Task requirements: Retype every entry exactly, character for character.

(Lines of data)
_ _ _ _ _

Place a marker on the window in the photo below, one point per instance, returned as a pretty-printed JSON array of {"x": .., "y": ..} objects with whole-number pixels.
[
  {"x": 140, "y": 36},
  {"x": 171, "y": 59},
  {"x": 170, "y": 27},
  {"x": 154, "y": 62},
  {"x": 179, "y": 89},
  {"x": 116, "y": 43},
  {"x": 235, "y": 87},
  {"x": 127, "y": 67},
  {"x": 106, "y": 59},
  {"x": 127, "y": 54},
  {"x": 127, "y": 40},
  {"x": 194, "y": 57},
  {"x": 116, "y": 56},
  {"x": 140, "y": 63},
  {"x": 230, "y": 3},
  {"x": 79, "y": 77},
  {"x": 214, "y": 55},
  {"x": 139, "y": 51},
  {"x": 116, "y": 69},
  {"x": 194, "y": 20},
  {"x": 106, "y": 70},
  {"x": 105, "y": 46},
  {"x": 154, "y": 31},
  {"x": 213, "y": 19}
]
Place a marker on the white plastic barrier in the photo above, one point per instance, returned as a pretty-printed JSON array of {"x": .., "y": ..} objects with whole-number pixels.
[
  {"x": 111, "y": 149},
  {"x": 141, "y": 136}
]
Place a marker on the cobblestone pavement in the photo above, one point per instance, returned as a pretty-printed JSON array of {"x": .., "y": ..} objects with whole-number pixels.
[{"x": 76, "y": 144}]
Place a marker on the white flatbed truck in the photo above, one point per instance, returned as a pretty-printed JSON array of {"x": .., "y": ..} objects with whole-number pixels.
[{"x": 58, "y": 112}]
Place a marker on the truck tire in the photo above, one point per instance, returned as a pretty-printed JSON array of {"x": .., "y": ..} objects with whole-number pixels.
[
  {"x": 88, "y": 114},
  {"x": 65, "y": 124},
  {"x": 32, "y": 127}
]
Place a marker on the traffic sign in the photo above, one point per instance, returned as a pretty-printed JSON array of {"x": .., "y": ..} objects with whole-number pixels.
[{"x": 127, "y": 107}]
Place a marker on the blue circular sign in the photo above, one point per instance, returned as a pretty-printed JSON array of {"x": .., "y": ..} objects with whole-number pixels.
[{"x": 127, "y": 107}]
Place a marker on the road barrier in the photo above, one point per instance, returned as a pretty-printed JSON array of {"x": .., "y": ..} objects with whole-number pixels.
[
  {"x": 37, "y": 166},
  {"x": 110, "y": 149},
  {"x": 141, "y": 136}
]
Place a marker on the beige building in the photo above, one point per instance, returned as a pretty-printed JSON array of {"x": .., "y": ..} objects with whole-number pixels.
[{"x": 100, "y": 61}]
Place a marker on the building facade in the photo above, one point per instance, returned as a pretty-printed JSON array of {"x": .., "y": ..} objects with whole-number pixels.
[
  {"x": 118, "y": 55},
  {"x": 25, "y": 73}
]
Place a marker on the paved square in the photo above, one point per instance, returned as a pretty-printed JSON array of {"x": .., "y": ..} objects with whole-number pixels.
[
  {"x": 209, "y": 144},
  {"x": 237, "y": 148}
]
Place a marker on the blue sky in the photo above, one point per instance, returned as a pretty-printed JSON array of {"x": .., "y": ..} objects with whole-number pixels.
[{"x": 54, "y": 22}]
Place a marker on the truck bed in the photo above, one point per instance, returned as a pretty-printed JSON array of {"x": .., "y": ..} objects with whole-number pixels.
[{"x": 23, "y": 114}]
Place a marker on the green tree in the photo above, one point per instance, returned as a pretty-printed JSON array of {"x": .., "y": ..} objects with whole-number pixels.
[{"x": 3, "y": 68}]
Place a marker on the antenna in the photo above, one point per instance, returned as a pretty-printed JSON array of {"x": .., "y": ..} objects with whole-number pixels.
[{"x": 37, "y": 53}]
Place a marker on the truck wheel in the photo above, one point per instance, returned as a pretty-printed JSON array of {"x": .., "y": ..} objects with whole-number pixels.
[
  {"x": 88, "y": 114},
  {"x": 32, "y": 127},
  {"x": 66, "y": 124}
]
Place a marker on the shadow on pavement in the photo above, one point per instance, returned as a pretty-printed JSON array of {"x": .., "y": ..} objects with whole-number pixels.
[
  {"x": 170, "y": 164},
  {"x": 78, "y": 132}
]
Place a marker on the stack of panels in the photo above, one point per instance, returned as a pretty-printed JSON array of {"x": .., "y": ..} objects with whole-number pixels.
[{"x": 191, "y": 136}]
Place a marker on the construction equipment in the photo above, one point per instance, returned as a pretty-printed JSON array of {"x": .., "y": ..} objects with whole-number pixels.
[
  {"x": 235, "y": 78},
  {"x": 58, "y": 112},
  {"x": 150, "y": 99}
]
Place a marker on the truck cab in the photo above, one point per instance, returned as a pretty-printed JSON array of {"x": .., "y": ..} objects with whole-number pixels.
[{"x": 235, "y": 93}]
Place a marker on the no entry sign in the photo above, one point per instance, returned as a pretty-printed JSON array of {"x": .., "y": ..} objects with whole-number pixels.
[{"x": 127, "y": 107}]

_ _ _ _ _

Problem solution:
Place a marker on the window in the photo below, one point per instance, returned as a pretty-printed JSON array of {"x": .., "y": ..} objects with whole-number pixels.
[
  {"x": 140, "y": 36},
  {"x": 171, "y": 59},
  {"x": 170, "y": 27},
  {"x": 154, "y": 62},
  {"x": 179, "y": 89},
  {"x": 116, "y": 43},
  {"x": 235, "y": 87},
  {"x": 127, "y": 67},
  {"x": 106, "y": 59},
  {"x": 127, "y": 54},
  {"x": 127, "y": 40},
  {"x": 194, "y": 57},
  {"x": 116, "y": 56},
  {"x": 140, "y": 63},
  {"x": 230, "y": 3},
  {"x": 79, "y": 77},
  {"x": 214, "y": 55},
  {"x": 139, "y": 51},
  {"x": 116, "y": 69},
  {"x": 194, "y": 20},
  {"x": 106, "y": 70},
  {"x": 105, "y": 46},
  {"x": 154, "y": 31},
  {"x": 213, "y": 19}
]
Place a marker on the white plastic barrier in the photo above, one point per instance, returned as a pretty-printed JSON array of {"x": .., "y": ..} objects with whole-number pixels.
[
  {"x": 111, "y": 149},
  {"x": 141, "y": 136}
]
Place a marker on the cobblestone pavement in the photo above, one point per instance, returned as a pretty-printed JSON array of {"x": .., "y": ..} objects with whole-number pixels.
[{"x": 76, "y": 144}]
Place a marker on the white flatbed truck in the photo above, one point per instance, returned as a pretty-printed JSON array of {"x": .., "y": ..} objects with whole-number pixels.
[{"x": 58, "y": 112}]
Place a marker on the truck tire in the photo above, one point per instance, returned as a pretty-printed JSON array of {"x": .., "y": ..} objects with whole-number pixels.
[
  {"x": 88, "y": 114},
  {"x": 65, "y": 124},
  {"x": 32, "y": 127}
]
Place a marker on the traffic sign in the photo above, one point per instance, returned as a pretty-printed JSON array of {"x": .., "y": ..} objects with whole-number pixels.
[{"x": 127, "y": 107}]
Place a marker on the blue circular sign in the photo above, one point per instance, returned as a pretty-printed JSON array of {"x": .., "y": ..} objects with whole-number pixels.
[{"x": 127, "y": 107}]
Place a marker on the road barrier in the photo above, one point per instance, returned as a pretty-printed JSON array of {"x": .., "y": ..} objects with whole-number pixels.
[
  {"x": 37, "y": 166},
  {"x": 110, "y": 149},
  {"x": 141, "y": 136}
]
Place a marker on the beige building in the photo above, one point per instance, returned as a pretty-printed JSON array of {"x": .., "y": ..} objects with whole-number pixels.
[{"x": 100, "y": 61}]
Place a marker on the building facade in the photo above, one point per instance, returned as a pretty-printed JSON array of {"x": .., "y": ..} objects with whole-number pixels.
[
  {"x": 118, "y": 55},
  {"x": 25, "y": 73}
]
Place a marker on the paved square in the photo above, one point per instance, returned as a pretty-printed JSON array of {"x": .., "y": ..} objects with whole-number pixels.
[
  {"x": 209, "y": 144},
  {"x": 237, "y": 148}
]
Place a marker on the blue sky in the photo above, one point per instance, returned as a pretty-printed JSON array of {"x": .., "y": ..} objects with whole-number pixels.
[{"x": 54, "y": 22}]
Place a marker on the truck bed in the photo above, one point per instance, returned as a pretty-printed JSON array of {"x": .., "y": ..} objects with whole-number pixels.
[{"x": 23, "y": 114}]
Place a marker on the green tree in the photo above, one point per instance, returned as a pretty-printed JSON array of {"x": .., "y": ..} objects with whole-number pixels.
[{"x": 3, "y": 68}]
Place a marker on the antenna in the photo above, one point per instance, returned as a pretty-printed JSON array of {"x": .., "y": ..} objects with whole-number pixels.
[{"x": 37, "y": 53}]
Place a marker on the truck wheel in the photo above, one point per instance, returned as a pretty-printed JSON array of {"x": .., "y": ..} objects with whole-number pixels.
[
  {"x": 88, "y": 114},
  {"x": 32, "y": 127},
  {"x": 66, "y": 124}
]
Place a marker on the shadow on pavement in the photo above, one point per instance, returned as a pretty-printed JSON array of {"x": .., "y": ..} objects with whole-number pixels.
[
  {"x": 170, "y": 164},
  {"x": 78, "y": 132}
]
Place a marker on the stack of panels in the photo above, one point per instance, returned as a pretty-printed JSON array of {"x": .., "y": ..} objects with whole-number pixels.
[{"x": 191, "y": 136}]
Place a marker on the construction equipment in the photo above, one point per instance, returned as a pretty-printed JSON array of {"x": .., "y": ..} objects with whole-number pixels.
[
  {"x": 235, "y": 78},
  {"x": 58, "y": 112},
  {"x": 150, "y": 99}
]
Place a marker on the truck cab in the photo above, one point per instance, returned as a pretty-printed JSON array of {"x": .., "y": ..} objects with whole-number pixels.
[{"x": 235, "y": 93}]
Place a marker on the no entry sign in the photo above, one point per instance, returned as a pretty-printed JSON array of {"x": .., "y": ..} objects with whole-number pixels.
[{"x": 127, "y": 107}]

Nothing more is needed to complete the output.